### Written request 1
According to the post below on the Showcase Showdown wheel, how many sections does the Big Wheel have?

### Extract
Showing posts with label Computer Science. Show all posts
Showing posts with label Computer Science. Show all posts

Tuesday, March 19, 2013

Simulation of Simplified Version of Showcase Showdown Using MATLAB

See previous related post: Showcase Showdown Analysis: Circular Reasoning and Oscillating Nash Equilibrium

In the show The Price Is Right, contestants spin the Big Wheel, which has 20 sections randomly distributed, from 5 cents to $1.00 in 5-cent increments. The objective is to get the highest amount without going over $1, with one initial spin and an optional second spin. Clearly the first contestant is at a disadvantage, as the later contestants simply opt for the second optional spin if the first spin is not enough. For the first contestant, there needs to be a strategy consisting of a critical value for the first spin, at or above which the second spin is not preferred, as the probability of going over is too high. It's also a discrete case, as the critical value can only be from 5 to 100, in increments of 5.

### Written request 2
Identify each line of the records below that contains the word "ground". Case counts.

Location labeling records

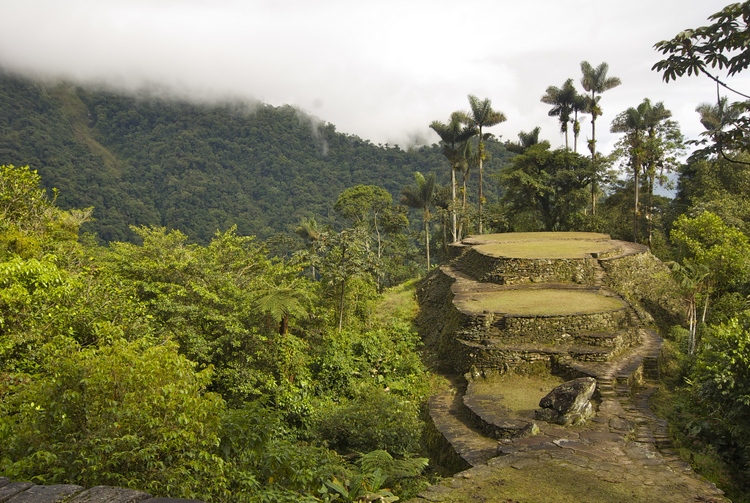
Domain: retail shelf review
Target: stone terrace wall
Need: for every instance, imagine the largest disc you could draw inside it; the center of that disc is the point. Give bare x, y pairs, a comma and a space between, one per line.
540, 329
513, 271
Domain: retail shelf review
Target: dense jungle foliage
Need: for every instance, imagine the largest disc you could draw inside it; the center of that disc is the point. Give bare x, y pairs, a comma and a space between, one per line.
216, 300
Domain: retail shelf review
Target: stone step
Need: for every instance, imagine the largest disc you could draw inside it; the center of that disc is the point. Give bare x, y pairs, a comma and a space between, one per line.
453, 421
26, 492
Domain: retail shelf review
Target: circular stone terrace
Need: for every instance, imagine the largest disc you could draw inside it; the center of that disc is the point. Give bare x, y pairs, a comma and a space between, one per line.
538, 302
546, 245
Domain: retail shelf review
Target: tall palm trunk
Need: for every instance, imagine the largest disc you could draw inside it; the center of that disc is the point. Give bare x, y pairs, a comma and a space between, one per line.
427, 236
481, 172
592, 148
454, 227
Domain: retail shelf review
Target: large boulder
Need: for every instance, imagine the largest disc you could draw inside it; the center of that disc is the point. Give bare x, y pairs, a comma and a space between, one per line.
569, 403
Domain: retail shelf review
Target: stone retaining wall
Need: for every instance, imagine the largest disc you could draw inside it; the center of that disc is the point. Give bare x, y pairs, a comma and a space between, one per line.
514, 271
540, 329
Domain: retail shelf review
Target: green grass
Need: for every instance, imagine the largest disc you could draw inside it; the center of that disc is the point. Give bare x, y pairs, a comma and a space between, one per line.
536, 236
553, 249
557, 482
519, 394
543, 302
398, 303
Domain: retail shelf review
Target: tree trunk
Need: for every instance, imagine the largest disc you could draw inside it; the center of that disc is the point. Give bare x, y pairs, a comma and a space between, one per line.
453, 207
636, 183
427, 238
341, 305
592, 147
481, 172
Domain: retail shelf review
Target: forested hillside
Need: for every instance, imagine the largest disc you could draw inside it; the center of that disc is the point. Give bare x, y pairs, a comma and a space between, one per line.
199, 168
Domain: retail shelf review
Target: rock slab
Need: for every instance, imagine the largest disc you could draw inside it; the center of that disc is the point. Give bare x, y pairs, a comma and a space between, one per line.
569, 403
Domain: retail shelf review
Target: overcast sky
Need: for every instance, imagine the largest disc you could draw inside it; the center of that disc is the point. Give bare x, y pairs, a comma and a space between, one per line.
380, 69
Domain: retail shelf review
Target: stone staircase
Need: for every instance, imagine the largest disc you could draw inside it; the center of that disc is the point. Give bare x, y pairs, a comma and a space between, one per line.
614, 347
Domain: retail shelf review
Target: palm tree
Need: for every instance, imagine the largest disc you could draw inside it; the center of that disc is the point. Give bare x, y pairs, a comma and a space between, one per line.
482, 115
454, 136
281, 303
693, 280
525, 140
653, 117
578, 106
595, 81
715, 117
561, 99
420, 196
632, 122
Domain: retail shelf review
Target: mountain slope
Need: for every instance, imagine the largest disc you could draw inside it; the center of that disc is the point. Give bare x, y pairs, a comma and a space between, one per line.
195, 167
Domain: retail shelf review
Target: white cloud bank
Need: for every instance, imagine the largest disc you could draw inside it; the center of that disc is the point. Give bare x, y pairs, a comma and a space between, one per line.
380, 69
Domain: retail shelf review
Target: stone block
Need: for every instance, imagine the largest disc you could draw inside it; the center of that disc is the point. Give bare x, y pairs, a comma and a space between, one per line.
46, 494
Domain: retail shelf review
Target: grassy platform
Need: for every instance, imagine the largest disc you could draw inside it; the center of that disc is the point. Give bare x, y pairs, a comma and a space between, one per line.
539, 301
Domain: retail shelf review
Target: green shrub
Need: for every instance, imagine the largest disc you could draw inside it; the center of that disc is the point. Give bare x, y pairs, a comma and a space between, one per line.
118, 415
374, 420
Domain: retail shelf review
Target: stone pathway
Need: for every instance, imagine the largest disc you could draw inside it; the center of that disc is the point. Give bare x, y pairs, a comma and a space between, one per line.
624, 452
26, 492
625, 445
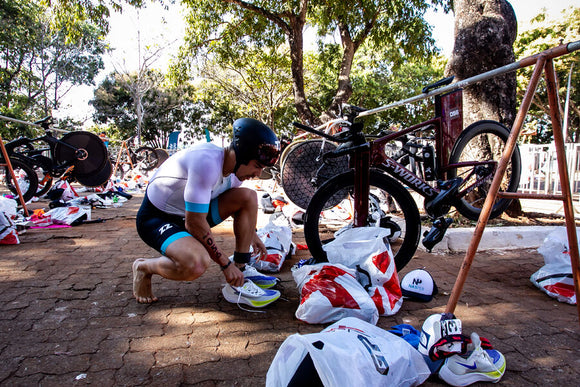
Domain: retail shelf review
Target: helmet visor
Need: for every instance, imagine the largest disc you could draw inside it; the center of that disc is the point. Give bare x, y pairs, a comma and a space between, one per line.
268, 154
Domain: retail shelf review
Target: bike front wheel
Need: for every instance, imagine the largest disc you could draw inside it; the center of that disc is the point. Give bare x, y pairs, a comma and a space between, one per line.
390, 206
26, 179
483, 141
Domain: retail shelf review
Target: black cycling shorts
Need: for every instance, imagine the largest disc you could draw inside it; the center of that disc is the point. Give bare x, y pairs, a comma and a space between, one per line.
159, 229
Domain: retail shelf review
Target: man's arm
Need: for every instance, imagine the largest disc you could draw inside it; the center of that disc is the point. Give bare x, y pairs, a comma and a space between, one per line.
196, 224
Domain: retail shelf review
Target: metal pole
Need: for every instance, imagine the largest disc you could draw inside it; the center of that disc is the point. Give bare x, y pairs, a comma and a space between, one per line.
528, 61
494, 189
564, 178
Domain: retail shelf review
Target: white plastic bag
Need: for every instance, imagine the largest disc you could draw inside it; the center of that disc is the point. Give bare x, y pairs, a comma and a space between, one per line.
278, 241
555, 277
329, 293
367, 250
350, 352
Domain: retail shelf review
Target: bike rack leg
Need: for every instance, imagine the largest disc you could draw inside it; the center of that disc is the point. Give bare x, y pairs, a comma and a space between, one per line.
542, 63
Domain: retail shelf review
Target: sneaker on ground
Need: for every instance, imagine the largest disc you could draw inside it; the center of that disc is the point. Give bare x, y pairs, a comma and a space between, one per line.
261, 280
250, 294
477, 365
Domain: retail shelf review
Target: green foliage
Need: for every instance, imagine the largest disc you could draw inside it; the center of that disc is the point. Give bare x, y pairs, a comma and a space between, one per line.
39, 64
165, 108
542, 34
223, 31
258, 85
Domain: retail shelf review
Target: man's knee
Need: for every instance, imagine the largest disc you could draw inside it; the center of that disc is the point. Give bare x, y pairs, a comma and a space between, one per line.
248, 197
193, 269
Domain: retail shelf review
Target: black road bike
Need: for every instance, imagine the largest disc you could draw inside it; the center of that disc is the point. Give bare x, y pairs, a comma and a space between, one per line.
457, 167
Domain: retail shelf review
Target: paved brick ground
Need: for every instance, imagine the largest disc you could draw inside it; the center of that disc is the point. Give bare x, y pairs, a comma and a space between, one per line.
68, 317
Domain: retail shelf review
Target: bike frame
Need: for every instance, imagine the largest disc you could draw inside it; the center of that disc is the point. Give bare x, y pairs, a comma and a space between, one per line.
447, 123
52, 168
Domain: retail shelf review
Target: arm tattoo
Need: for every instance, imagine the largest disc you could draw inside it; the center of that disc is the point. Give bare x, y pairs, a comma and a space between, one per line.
212, 247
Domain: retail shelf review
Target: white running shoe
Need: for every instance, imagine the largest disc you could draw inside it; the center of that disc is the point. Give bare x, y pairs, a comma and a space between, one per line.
250, 294
478, 365
261, 280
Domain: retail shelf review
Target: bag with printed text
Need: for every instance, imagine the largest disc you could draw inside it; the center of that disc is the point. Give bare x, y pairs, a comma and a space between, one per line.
350, 352
329, 293
367, 250
277, 238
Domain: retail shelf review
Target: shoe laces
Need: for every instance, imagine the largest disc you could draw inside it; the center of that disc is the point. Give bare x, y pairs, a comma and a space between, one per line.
253, 290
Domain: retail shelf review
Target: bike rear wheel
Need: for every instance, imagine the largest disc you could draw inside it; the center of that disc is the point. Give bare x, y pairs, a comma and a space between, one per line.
302, 164
25, 178
482, 141
389, 201
85, 150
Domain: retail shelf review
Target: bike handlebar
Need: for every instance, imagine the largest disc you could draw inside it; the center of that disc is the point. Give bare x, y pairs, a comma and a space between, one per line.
319, 133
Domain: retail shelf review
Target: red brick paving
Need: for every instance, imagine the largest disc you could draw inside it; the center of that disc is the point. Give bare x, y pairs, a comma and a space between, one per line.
68, 316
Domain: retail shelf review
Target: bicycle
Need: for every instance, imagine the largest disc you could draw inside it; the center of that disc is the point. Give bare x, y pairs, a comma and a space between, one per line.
458, 170
145, 157
79, 156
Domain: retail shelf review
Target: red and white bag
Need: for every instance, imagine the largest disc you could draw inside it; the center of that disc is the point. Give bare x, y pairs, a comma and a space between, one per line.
367, 250
329, 293
555, 277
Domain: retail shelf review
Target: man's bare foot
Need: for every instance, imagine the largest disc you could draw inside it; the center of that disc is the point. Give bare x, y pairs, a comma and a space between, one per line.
142, 284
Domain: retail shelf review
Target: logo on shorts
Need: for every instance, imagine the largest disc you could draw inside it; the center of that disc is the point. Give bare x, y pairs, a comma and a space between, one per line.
164, 228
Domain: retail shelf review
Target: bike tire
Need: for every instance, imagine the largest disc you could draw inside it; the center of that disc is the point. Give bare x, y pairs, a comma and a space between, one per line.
303, 163
92, 158
25, 176
146, 158
404, 213
478, 142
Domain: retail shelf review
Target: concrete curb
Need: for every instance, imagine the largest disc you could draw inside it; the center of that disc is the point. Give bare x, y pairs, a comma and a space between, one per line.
494, 238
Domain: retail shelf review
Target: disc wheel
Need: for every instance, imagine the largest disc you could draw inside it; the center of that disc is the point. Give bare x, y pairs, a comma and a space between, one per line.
146, 158
484, 141
85, 150
390, 206
25, 178
303, 170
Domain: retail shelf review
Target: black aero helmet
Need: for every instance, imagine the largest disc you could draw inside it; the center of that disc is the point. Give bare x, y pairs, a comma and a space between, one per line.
254, 140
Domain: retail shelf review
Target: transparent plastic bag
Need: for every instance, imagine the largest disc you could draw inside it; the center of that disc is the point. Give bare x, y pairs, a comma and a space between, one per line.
351, 352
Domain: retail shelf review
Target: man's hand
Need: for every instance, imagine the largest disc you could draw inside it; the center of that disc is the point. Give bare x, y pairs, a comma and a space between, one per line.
233, 275
259, 247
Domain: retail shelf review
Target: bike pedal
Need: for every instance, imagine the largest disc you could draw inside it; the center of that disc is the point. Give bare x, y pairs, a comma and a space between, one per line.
436, 233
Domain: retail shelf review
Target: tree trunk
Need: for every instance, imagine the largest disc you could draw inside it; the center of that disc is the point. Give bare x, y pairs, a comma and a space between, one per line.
485, 31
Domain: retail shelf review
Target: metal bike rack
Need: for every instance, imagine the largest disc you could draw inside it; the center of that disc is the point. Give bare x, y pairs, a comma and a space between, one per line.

### Response 1
20 sections.

### Response 2
Target: sneaker on ground
Target: paved brick ground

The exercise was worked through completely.